Return every entry below verbatim, keeping each line unchanged and in its original order.

==== EXTRACTED ENTRIES

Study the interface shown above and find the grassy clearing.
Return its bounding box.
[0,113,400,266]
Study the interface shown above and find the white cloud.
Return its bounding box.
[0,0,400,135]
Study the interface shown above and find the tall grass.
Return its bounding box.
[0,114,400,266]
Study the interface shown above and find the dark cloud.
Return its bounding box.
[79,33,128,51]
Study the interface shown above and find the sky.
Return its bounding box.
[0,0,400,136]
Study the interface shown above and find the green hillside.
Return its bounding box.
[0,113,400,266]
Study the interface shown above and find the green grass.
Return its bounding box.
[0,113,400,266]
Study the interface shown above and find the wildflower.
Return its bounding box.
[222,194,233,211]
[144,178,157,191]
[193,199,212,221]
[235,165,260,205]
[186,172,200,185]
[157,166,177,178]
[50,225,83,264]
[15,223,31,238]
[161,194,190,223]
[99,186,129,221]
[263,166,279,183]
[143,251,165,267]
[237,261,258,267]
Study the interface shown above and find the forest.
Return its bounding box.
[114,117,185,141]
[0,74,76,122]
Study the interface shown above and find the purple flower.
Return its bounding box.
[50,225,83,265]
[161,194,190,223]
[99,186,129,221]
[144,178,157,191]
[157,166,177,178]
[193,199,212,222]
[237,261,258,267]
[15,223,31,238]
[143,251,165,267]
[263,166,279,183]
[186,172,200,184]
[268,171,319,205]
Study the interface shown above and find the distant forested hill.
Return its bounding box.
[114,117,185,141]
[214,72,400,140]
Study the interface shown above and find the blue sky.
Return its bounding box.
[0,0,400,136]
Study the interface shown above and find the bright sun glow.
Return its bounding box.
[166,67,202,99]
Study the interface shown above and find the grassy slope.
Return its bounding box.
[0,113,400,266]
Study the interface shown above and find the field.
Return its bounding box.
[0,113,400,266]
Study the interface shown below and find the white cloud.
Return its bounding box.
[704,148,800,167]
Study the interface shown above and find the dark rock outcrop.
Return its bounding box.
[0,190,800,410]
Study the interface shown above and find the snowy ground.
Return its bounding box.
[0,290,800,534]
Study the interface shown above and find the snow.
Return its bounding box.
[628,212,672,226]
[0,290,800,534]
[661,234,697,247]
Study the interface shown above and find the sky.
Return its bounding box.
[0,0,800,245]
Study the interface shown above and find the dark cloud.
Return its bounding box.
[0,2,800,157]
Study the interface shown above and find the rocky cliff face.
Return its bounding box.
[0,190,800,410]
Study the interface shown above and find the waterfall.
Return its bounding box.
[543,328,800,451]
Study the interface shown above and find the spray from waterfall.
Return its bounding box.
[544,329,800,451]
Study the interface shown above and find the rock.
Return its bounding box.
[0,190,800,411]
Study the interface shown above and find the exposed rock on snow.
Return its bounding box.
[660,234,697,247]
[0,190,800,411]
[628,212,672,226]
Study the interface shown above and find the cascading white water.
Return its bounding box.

========

CORRECT ANSWER:
Study the interface shown above and find the grassy clearing.
Return its bounding box.
[0,113,400,266]
Study the interface shown above and find the white cloud.
Return its bounding box.
[0,0,400,135]
Study the interface shown above and find the tall grass.
Return its bounding box.
[0,114,400,266]
Study the interface shown above and find the dark cloud.
Return its bounding box.
[79,33,128,51]
Study the interface shown above and find the sky.
Return its bounding box.
[0,0,400,136]
Study the interface shown above and find the green hillside.
Return its bounding box.
[0,113,400,266]
Study the interface shown above and find the green grass.
Return its bounding box.
[0,113,400,266]
Study the interface shown above and find the wildflower.
Return its bounding box.
[222,194,233,211]
[144,178,157,191]
[193,199,212,221]
[235,165,260,205]
[186,172,200,185]
[157,166,177,178]
[50,225,83,264]
[15,223,31,238]
[161,194,190,223]
[99,186,129,221]
[263,166,279,183]
[143,251,165,267]
[237,261,258,267]
Study the interface shown above and find the forest.
Return its bounding box.
[114,117,185,141]
[0,74,76,122]
Study the interface shown above and find the purple flower.
Return its bounding box.
[50,225,83,265]
[161,194,190,223]
[99,186,129,221]
[144,178,157,191]
[157,166,177,178]
[193,199,212,222]
[237,261,258,267]
[15,223,31,238]
[143,251,165,267]
[263,166,279,183]
[186,172,200,184]
[268,171,319,205]
Study the interface shown above and find the distant forested hill.
Return its bounding box.
[114,117,185,141]
[214,72,400,140]
Study the interface shown above and find the blue sky.
Return its bounding box.
[0,0,400,136]
Study the interface shown above and find the bright sun glow.
Return its bounding box.
[166,67,202,99]
Study the interface shown above and find the grassy slope.
Return its bounding box.
[0,113,400,266]
Study the interface shown above and find the field.
Return its bounding box.
[0,113,400,266]
Study the interface shown below and find the white cloud.
Return its bounding box.
[704,148,800,167]
Study the interface shown above and find the dark rock outcrop.
Return its bounding box.
[0,190,800,410]
Study the interface shown above and find the snowy ground.
Return its bounding box.
[0,290,800,534]
Study the interface shown above and find the snow.
Return its bounding box.
[628,212,672,226]
[0,290,800,534]
[661,234,697,247]
Study the interface shown above and find the sky.
Return its bounding box.
[0,0,800,245]
Study the interface shown above and find the dark cloud.
Return its bounding box.
[0,2,800,157]
Study the interface shown above and find the rocky cliff face.
Return its bounding box.
[0,190,800,410]
Study the interface shown above and find the waterfall.
Return its bounding box.
[543,328,800,451]
Study the interface shown above and find the spray from waterfall.
Return its bounding box.
[544,329,800,451]
Study the interface shown above and find the rock.
Return its bounding box.
[0,190,800,411]
Study the interface shown above and find the exposed rock on snow.
Return its bounding box.
[660,234,697,247]
[0,190,800,411]
[628,212,672,226]
Study the interface shown above and find the cascading white water.
Return its bounding box.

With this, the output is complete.